Texte à lire
====

Steve, vous êtes aux Etats-Unis pour les deux manches de Coupe du Monde nord-américaines, pourquoi être parti plus d’une semaine à l’avance ?
Nous sommes partis en avance car le 17 et 18 septembre il y avait deux cyclo-cross à Waterloo, donc c’était aussi l’occasion de reprendre les courses là-bas avant d’aller à Las Vegas. Et avec le décalage horaire c’est toujours bien de partir plus tôt. Je suis parti avec Lucie (Chainel, sa femme) et mon mécanicien. Anthonin Didier travaille et nos deux recrues Espoir n’ont pas les Coupes du Monde à faire donc ils vont reprendre gentiment par des cross régionaux.
Vous parlez de vos recrues, pouvez-vous nous présenter ces trois profils qui porteront les couleurs du Cross Team by G4 pour la saison à venir ?
La première recrue a été Yan Gras. C’est quelqu’un de mon département, que je connais depuis tout petit. Il a de grosses qualités de cyclocrossman et c’est la discipline qu’il préfère. Je lui ai tendu la main et c’est quelqu’un de très bien, qui peut sortir des performances de très haut niveau. Il peut aller chercher un podium en Coupe du Monde et le maillot national, nous l’aiderons pour cela. Ensuite j’ai connu Mickaël Crispin l’hiver dernier à Zolder. J’avais déjà eu l’occasion de le voir sur quelques cyclo-cross et il me paraît avoir un gros talent, surtout avec son grand gabarit. Il voulait vraiment faire du cyclo-cross sa discipline de prédilection. Il va débuter en Espoir, il est médaille d’argent des derniers mondiaux en Junior, ce qui démontre sa présence sur les grands rendez-vous. Il n’habite pas la porte à côté puisqu’il est de Bretagne mais notre structure lui apportera du matériel, un soutien logistique et un petit peu d’expérience. La troisième recrue est Anthonin Didier. C’était rare de voir quelqu’un d’aussi motivé et qui a vraiment envie de ne faire que du cyclo-cross comme cela. A notre rencontre le courant est très bien passé, on a vu que nous avions la même philosophie. Il avait arrêté le cyclo-cross pendant trois ans et a fait huitième des derniers Championnats de France, il a le cyclo-cross dans le sang et n’a pas envie d’autre chose.

====

À compléter
a: Répondez à ces questions sur l'entretien sur le Cross Team by G4 :
(i) Dans quelle ville se couraient les deux cyclo-cross des 17 et 18 septembre ?
(ii) Qui a été la première recrue ?
(iii) Quelle place Anthonin Didier a-t-il obtenue aux derniers Championnats de France ?
b: Rédigez la suite de l'entretien sur le Cross Team by G4, à partir de sa dernière phrase.

====

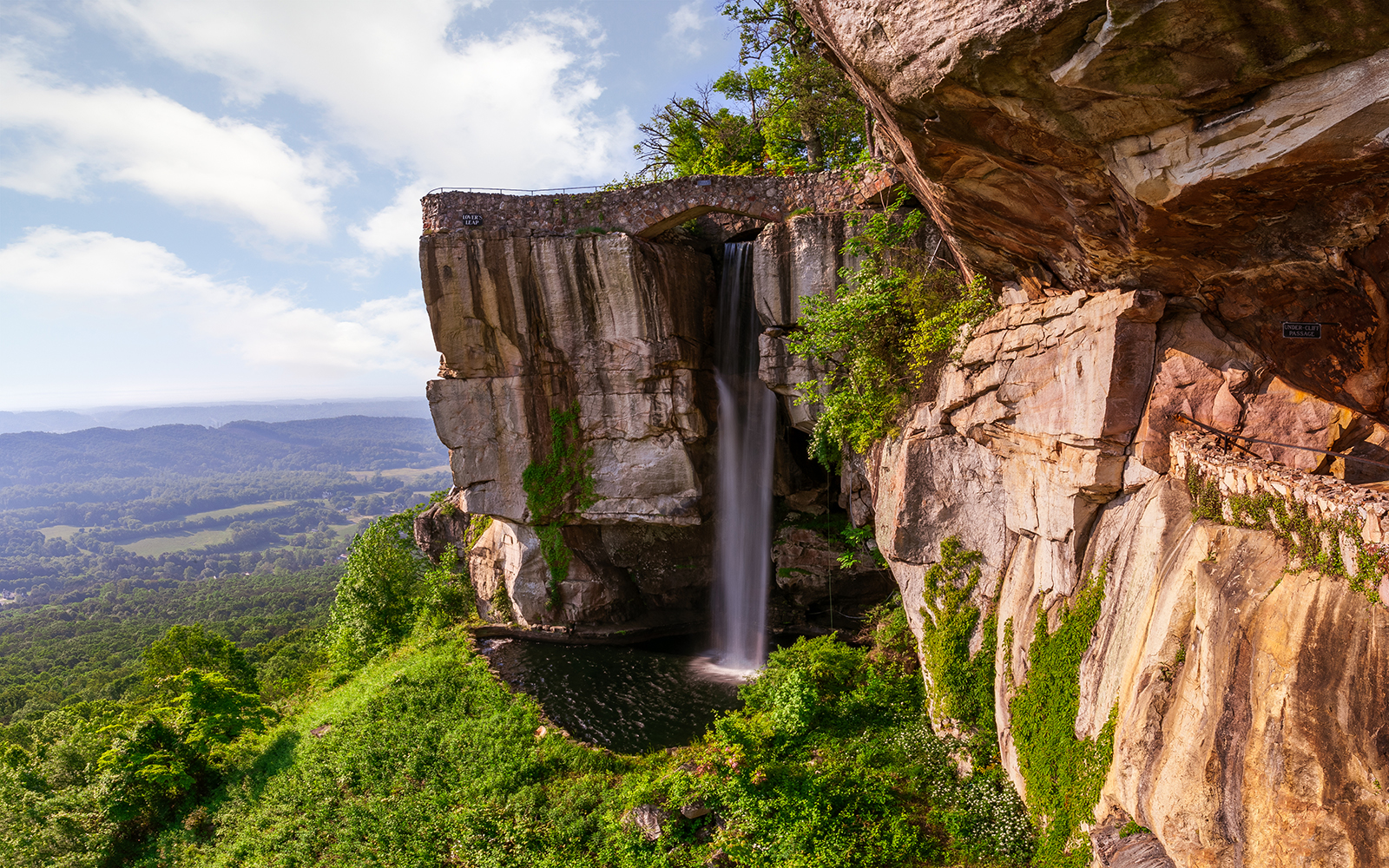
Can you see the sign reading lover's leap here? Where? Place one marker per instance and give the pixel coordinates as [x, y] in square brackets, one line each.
[1302, 330]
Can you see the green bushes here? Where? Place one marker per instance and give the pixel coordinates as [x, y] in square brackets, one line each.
[1063, 774]
[556, 490]
[962, 687]
[377, 597]
[1289, 521]
[877, 333]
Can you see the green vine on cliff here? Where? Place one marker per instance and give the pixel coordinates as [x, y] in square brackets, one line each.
[1063, 774]
[962, 687]
[875, 335]
[556, 490]
[1314, 543]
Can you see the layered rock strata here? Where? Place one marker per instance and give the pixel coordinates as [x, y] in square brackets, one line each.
[615, 331]
[1156, 189]
[1233, 153]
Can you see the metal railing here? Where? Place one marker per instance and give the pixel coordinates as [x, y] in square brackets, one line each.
[1234, 439]
[513, 191]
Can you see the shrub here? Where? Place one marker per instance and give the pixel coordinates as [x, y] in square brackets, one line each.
[1063, 774]
[877, 333]
[377, 596]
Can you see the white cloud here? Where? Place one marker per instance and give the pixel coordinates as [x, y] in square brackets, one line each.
[396, 81]
[131, 317]
[684, 25]
[395, 229]
[62, 135]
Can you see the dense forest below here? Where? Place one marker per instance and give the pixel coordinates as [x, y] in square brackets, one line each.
[108, 538]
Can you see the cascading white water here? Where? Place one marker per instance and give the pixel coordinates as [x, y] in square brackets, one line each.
[747, 425]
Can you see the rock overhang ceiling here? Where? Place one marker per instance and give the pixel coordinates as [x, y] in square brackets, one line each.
[1229, 153]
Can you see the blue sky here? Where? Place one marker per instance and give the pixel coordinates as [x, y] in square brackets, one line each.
[219, 201]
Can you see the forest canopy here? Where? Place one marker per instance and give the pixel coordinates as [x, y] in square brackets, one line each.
[784, 108]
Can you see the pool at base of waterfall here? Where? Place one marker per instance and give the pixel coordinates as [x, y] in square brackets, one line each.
[629, 699]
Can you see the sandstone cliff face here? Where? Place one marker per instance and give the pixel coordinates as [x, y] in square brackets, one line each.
[1228, 152]
[615, 326]
[1155, 187]
[610, 326]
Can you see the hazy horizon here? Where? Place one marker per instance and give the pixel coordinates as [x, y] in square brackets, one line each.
[221, 201]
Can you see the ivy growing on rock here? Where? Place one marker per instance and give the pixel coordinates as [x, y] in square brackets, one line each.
[1063, 774]
[556, 490]
[877, 333]
[1316, 545]
[962, 687]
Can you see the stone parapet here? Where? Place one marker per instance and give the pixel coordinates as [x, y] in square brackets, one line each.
[1326, 497]
[650, 208]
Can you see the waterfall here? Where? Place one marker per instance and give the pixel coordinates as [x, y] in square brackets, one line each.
[747, 425]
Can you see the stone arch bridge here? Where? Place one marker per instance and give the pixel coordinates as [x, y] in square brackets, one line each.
[652, 208]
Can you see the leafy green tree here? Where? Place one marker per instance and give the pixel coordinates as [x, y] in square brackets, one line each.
[148, 777]
[194, 648]
[787, 108]
[212, 713]
[379, 595]
[877, 333]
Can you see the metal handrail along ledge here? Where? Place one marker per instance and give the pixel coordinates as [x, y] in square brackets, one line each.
[1235, 437]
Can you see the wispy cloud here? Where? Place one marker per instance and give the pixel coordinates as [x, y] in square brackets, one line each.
[224, 338]
[685, 27]
[398, 82]
[59, 138]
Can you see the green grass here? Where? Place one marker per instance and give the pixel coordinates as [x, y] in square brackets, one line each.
[59, 531]
[153, 546]
[402, 472]
[242, 510]
[425, 759]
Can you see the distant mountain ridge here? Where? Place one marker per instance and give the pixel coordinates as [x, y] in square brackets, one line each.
[354, 442]
[208, 416]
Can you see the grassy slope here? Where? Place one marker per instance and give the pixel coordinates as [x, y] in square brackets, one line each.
[425, 759]
[425, 756]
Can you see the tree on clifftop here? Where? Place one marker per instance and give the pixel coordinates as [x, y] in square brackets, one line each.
[785, 108]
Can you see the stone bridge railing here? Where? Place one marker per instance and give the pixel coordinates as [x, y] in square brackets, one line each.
[652, 208]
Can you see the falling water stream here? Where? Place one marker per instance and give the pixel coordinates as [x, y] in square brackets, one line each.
[747, 425]
[635, 699]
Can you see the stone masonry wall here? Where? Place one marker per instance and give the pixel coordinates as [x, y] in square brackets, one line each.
[650, 208]
[1326, 497]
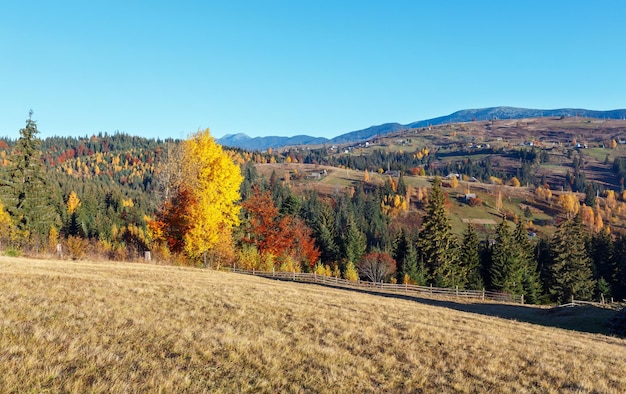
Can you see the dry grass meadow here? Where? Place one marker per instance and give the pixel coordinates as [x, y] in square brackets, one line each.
[121, 327]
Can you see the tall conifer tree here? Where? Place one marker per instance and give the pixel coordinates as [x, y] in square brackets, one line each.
[25, 193]
[437, 244]
[572, 274]
[470, 258]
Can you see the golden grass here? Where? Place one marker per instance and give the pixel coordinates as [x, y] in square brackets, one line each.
[83, 327]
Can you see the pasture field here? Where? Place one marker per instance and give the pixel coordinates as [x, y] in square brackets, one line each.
[69, 326]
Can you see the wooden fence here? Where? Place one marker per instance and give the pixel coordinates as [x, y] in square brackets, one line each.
[602, 302]
[386, 287]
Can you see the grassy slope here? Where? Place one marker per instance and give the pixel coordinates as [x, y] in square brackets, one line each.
[69, 326]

====

Réponses par consigne
a:
(i) Waterloo
(ii) Yan Gras
(iii) Huitième

b:
Comment a été organisé votre recrutement ?
Je tiens à préciser que notre recrutement a été axé sur des coureurs qui avaient un petit peu le même état d’esprit et la même envie que nous, c’est à dire d’être des cyclocrossmen à part entière et que cela soit leur discipline de cœur. Nous n’avions pas envie de recruter quelqu’un qui voulait faire également de la route, nous voulions vraiment aider des personnes qui avaient une grosse envie de cyclo-cross. Le but n’est pas de se contenter d’un niveau national, nous voulons vraiment faire découvrir aux jeunes la Coupe du Monde, les emmener sur les championnats internationaux. On sait que ce qui fait la différence avec les Belges aujourd’hui ce sont les courses internationales.
Est-ce également prévu de participer à des courses belges telles que des manches du Super Prestige ou du Bpost Bank Trofee ?
Malheureusement non, parce que c’est fermé. Il est très compliqué d’accéder aux courses belges. Nous avons la chance, dans l’est de la France, d’avoir l’EKZ Cross Tour en Suisse où il y a quatre courses importantes et il faut aussi répondre au calendrier français. L’année dernière, Lucie et moi avions fais l’impasse sur les manches de Coupe de France mais nous serons les cinq bien présents cette année. Les organisateurs français se décarcassent pour nous trouver un programme alléchant, c’est vrai que d’un point de vue sportif c’est un peu dommage que les confrontations soient franco-françaises mais nous allons tout doucement vers une internationalisation de la discipline en France donc c’est très bien.
Pourquoi n’y a-t-il pas de recrue féminine ?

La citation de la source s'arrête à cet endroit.